- Developer: OpenAI
- Release: March 5, 2026; 3 months ago
- Predecessor: GPT-5.2
- Successor: GPT-5.5
- License: Proprietary
- Website: openai.com/index/introducing-gpt-5-4/

= GPT-5.4 =

2026 large language model by OpenAI

GPT-5.4 (Generative Pre-trained Transformer 5.4) is a large language model (LLM) released by OpenAI on March 5, 2026.

OpenAI initially released the model in two variants, GPT-5.4 Thinking and GPT-5.4 Pro. Neither is available to free-tier users. On March 17, OpenAI released GPT-5.4 mini and GPT-5.4 nano. GPT-5.4 mini is available to free-tier users, and GPT-5.4 nano is only available via the OpenAI API. Through the OpenAI API, GPT-5.4 mini and GPT-5.4 nano are four times more expensive than their GPT-5 equivalents.

In technical benchmarks, OpenAI reported a 33% reduction in factual errors compared to GPT-5.2. Performance improvements were focused on professional workflows. GPT-5.4 has built-in computer use capabilities, and improved deep research capabilities. In the benchmark OSWorld-Verified, which scores large language models' ability to use desktop environments, GPT-5.4 scored 75%, compared to GPT-5.2's 47.3% and the average person's 72.4%.

→ Required work
1: List every variant of GPT-5.4 named in the GPT-5.4 article.
2: Render this sentence from the GPT-5.4 article in Spanish: "GPT-5.4 has built-in computer use capabilities, and improved deep research capabilities."
3: Carry on the GPT-5.4 article past its final sentence.
The lines after this point are not needed.

→ Given data
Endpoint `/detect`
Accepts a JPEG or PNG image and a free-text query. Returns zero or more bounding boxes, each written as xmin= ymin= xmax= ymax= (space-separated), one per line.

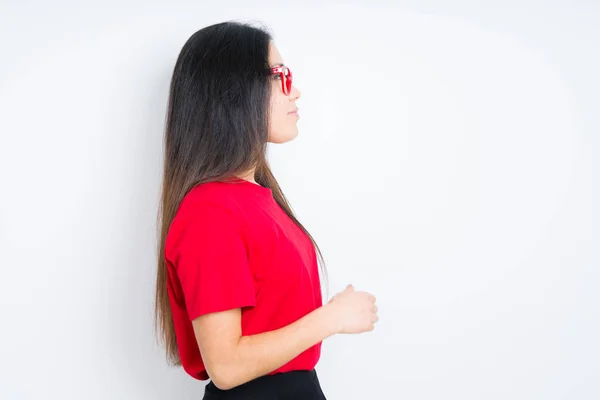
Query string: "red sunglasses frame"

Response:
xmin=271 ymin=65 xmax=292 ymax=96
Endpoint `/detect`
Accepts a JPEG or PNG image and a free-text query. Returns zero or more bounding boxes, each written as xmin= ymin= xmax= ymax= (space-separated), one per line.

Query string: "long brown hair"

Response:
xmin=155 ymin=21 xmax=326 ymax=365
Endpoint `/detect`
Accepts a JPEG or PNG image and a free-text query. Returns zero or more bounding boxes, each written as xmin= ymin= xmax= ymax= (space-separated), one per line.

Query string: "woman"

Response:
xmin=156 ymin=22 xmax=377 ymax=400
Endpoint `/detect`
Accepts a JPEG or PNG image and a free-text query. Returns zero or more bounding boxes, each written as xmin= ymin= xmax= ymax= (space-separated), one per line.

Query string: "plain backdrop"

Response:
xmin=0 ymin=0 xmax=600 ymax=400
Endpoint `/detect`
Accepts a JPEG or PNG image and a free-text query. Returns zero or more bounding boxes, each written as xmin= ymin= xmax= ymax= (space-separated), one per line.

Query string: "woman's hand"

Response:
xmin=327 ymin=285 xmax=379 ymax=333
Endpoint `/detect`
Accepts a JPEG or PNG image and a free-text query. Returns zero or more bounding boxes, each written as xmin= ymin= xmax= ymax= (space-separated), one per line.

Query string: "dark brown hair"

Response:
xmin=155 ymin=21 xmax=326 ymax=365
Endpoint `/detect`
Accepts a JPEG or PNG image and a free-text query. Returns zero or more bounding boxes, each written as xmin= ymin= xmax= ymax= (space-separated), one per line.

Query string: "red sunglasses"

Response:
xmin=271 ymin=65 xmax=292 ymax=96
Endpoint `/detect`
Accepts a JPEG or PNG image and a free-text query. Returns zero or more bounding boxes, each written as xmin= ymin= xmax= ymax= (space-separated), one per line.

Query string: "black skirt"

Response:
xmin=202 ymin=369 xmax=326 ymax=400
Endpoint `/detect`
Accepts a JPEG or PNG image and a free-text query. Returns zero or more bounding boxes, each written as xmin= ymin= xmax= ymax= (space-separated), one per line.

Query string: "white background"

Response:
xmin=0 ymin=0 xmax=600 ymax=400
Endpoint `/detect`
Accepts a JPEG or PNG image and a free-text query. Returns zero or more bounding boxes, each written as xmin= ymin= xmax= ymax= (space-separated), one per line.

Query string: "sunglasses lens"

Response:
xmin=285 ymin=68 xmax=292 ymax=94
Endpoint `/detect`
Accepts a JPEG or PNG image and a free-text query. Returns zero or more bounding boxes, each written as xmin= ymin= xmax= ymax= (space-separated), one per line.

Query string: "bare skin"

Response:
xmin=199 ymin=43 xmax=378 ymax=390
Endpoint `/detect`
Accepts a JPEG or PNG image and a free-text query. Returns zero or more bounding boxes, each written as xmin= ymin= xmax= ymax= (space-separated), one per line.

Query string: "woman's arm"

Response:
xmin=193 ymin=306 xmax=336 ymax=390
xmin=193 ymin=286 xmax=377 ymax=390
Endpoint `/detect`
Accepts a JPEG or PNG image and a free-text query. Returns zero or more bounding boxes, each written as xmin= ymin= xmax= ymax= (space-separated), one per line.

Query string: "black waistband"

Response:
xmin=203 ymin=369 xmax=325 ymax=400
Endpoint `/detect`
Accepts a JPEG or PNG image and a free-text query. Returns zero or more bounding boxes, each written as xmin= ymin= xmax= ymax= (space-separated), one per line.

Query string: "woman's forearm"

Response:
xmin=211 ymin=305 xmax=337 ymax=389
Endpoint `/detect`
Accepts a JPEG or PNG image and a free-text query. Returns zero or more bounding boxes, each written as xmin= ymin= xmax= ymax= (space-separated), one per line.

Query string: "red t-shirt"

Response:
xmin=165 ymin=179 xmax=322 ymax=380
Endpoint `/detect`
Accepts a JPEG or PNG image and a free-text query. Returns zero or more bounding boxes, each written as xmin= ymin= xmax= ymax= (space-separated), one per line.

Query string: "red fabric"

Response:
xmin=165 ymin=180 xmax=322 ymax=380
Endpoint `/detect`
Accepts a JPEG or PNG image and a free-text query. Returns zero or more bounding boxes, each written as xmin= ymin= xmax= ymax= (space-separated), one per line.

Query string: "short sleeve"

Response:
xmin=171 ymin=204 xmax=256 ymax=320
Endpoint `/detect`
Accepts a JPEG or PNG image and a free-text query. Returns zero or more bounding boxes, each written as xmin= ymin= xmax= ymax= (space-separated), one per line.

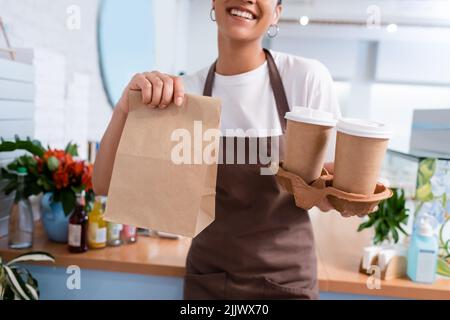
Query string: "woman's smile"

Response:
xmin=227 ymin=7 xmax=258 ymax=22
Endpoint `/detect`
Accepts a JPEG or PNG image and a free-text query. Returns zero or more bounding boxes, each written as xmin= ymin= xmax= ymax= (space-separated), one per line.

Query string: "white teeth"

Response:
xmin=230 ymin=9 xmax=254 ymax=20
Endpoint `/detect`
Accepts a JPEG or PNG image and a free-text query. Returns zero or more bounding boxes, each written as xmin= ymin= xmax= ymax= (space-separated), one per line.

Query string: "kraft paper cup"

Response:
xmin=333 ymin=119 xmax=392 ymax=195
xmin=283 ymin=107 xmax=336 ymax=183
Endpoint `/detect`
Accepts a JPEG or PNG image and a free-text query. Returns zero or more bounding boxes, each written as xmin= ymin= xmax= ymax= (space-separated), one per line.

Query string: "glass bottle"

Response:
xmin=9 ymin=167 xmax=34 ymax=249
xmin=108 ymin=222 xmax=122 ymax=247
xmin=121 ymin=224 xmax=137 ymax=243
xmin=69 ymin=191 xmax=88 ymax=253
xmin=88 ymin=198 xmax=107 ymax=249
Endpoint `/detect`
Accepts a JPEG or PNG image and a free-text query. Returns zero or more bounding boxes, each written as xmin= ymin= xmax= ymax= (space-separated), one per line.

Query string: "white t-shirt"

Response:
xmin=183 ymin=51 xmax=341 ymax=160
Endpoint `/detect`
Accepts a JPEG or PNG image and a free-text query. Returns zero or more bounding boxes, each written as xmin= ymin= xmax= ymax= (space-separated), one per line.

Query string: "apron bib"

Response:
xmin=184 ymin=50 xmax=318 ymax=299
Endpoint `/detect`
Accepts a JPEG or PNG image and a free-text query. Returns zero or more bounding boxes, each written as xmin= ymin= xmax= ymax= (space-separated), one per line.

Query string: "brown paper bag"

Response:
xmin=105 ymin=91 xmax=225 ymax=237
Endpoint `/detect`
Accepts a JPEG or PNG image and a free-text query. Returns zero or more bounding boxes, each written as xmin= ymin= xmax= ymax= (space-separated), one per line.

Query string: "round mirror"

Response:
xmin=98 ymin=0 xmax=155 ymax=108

→ Activity answers
1: GPT-5.4 Thinking, GPT-5.4 Pro, GPT-5.4 mini, GPT-5.4 nano

2: GPT-5.4 tiene capacidades integradas de uso de computadoras y capacidades mejoradas de investigación profunda.

3:
== Release ==
GPT-5.4 Thinking and GPT-5.4 Pro were released on March 5, 2026, with neither being available to free-tier users. GPT-5.4 mini and GPT-5.4 nano released on March 17, with GPT-5.4 mini available to free-tier users and GPT-5.4 nano available through the OpenAI API.

== Reception ==
ZDNET praised GPT-5.4 Thinking for its low tendency to hallucinate, and criticized it for sometimes not following user prompts accurately.

Vice praised GPT-5.4 Thinking for its improved deep research capabilities, and using less tokens in its responses compared to GPT-5.2 Thinking.

The Decoder criticized GPT-5.4 mini and GPT-5.4 nano for being four times more expensive through the OpenAI API than their GPT-5 equivalents.